**TASK TO COMPLETE:** Output the entire listing below verbatim, every line in its original order.

**THE DATA:**
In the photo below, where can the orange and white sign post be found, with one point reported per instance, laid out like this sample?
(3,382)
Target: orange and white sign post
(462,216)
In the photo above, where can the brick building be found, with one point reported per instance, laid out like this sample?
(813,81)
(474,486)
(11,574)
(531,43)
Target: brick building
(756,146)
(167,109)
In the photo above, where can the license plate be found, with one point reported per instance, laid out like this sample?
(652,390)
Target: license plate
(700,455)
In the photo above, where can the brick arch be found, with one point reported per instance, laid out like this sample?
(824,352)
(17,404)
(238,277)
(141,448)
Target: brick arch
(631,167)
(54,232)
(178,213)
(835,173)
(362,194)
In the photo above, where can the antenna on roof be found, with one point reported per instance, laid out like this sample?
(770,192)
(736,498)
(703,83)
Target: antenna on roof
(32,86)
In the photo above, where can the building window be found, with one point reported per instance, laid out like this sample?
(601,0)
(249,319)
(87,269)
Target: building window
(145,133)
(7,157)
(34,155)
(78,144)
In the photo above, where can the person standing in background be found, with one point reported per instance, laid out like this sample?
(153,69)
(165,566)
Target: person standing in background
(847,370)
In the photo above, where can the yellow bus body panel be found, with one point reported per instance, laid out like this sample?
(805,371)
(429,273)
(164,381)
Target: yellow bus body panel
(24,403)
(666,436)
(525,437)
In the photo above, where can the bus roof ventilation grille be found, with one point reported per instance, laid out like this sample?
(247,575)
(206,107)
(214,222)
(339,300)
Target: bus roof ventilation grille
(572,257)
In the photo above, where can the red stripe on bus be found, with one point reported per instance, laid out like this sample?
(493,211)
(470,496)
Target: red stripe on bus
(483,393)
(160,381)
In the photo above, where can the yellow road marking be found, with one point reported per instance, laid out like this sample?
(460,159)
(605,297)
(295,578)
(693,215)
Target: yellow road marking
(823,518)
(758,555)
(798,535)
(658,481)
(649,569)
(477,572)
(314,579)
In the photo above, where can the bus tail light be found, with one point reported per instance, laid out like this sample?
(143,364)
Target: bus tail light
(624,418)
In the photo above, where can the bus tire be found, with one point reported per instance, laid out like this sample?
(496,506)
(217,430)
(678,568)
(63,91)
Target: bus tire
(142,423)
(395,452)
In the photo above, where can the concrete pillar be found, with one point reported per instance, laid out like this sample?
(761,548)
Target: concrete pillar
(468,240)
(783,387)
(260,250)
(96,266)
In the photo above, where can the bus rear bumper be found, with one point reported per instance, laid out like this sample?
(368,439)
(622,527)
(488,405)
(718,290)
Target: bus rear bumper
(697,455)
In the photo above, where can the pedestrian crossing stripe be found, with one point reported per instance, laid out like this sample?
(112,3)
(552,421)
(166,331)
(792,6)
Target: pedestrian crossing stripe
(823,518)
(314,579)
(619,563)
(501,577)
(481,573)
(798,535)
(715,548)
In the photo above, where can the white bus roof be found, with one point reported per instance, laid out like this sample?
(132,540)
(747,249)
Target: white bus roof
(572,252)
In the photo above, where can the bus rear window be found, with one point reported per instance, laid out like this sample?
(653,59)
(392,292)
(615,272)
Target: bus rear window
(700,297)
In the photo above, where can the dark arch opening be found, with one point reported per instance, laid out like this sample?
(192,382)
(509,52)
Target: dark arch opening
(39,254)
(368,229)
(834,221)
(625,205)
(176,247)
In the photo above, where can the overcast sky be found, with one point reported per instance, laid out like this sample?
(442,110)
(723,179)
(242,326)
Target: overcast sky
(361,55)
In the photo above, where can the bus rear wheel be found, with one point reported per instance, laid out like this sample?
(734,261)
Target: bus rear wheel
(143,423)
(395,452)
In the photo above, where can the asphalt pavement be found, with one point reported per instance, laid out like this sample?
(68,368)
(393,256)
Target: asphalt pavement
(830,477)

**ANSWER TO THE EXERCISE:**
In the photo below, where can the orange and white sign post be found, with one point reported per instance, laid out like this sample?
(3,382)
Target: orange and white sign post
(462,216)
In the photo above, where can the brick building be found, with one point reported per instance, laid out like this sample?
(813,81)
(474,486)
(11,574)
(531,43)
Target: brick building
(756,146)
(167,109)
In the photo above, where can the license plate be found, with one point reported per instance, laid out like this sample?
(652,390)
Target: license plate
(700,455)
In the photo above, where can the brick arch be found, with one point reported per instance, laid out like this sample?
(824,352)
(17,404)
(238,277)
(141,448)
Target: brick arch
(631,167)
(54,232)
(178,213)
(835,173)
(362,194)
In the photo above, where can the antenna on roof be found, with one point reported per instance, laid out like this sample?
(770,192)
(736,498)
(703,83)
Target: antenna on roof
(32,86)
In the photo above, where can the building window be found, with one point reported per instance, laid out like this sample?
(601,0)
(249,319)
(87,269)
Target: building window
(145,133)
(7,157)
(34,155)
(78,144)
In the photo above, where can the person standing in background be found, with one point reported per instance, laid out like this sample?
(153,69)
(165,566)
Target: person standing in background
(847,370)
In the photo above, where can the yellow bus body panel be found, with one point reported per instance, laid out like this sample?
(805,371)
(429,273)
(164,381)
Target: yellow bus body panel
(24,403)
(666,436)
(525,437)
In the photo above, where can the bus roof ventilation grille be found, with one point reported per instance, laid out like this sample?
(247,575)
(206,107)
(214,222)
(339,300)
Target: bus roof ventilation grille
(572,257)
In the photo above, where can the red stripe on bus be found, with one point reported per instance, laid out like this sample?
(493,211)
(470,496)
Target: red stripe on bus
(483,393)
(160,381)
In the photo above, where can the yellow road marking be found, with one point reported per instance, laid out like this sample?
(460,159)
(605,297)
(295,578)
(693,215)
Target: yellow road marking
(823,518)
(758,555)
(798,535)
(658,481)
(649,569)
(477,572)
(314,579)
In the photo above, where can the bus tail light be found, with one point reported per instance, laid out like this sample?
(143,364)
Target: bus tail light
(624,418)
In the photo above, where can the bus tire be found, with one point reported per instance, laid out like this sample?
(496,506)
(217,430)
(678,568)
(63,91)
Target: bus tire
(142,423)
(395,452)
In the photo above, where can the concrete pillar be found, with one point reported per instance, laid out like this sample?
(761,548)
Target: concrete pillar
(468,240)
(783,387)
(260,250)
(96,266)
In the photo above, where can the bus rear bumper be found, with one point reported per instance, laid out like this sample?
(368,439)
(622,527)
(488,405)
(718,290)
Target: bus rear bumper
(697,455)
In the photo above, where can the pedestrian crossing stripe be found, with one point reported per instance, laid out like this sample?
(112,3)
(552,421)
(166,331)
(792,6)
Target: pedestrian crossing stripe
(823,518)
(314,579)
(619,563)
(501,577)
(481,573)
(798,535)
(715,548)
In the photo above, where can the white bus roof be found, with one point reported per instance, laid out like this sample?
(132,540)
(747,249)
Target: white bus roof
(572,252)
In the photo above, where can the bus rear window be found, with one point reported per instance, laid out like this sample?
(653,59)
(392,292)
(615,272)
Target: bus rear window
(700,297)
In the photo above, where can the dark arch opening be found, with one point reported per instance, laid out like this sample?
(192,382)
(509,52)
Target: dark arch opening
(39,254)
(368,229)
(834,221)
(625,205)
(176,247)
In the photo above, where can the overcast sky be found, with one point reported per instance, laid out like this sample?
(442,110)
(723,179)
(242,326)
Target: overcast sky
(361,55)
In the photo above, where can the bus rear wheel be found, with one point reported per instance, laid out like this sample?
(734,261)
Target: bus rear wheel
(143,423)
(395,452)
In the photo above, where can the asphalt pavement be found, with one point reported per instance, laid out like this sample?
(68,368)
(393,256)
Target: asphalt pavement
(830,477)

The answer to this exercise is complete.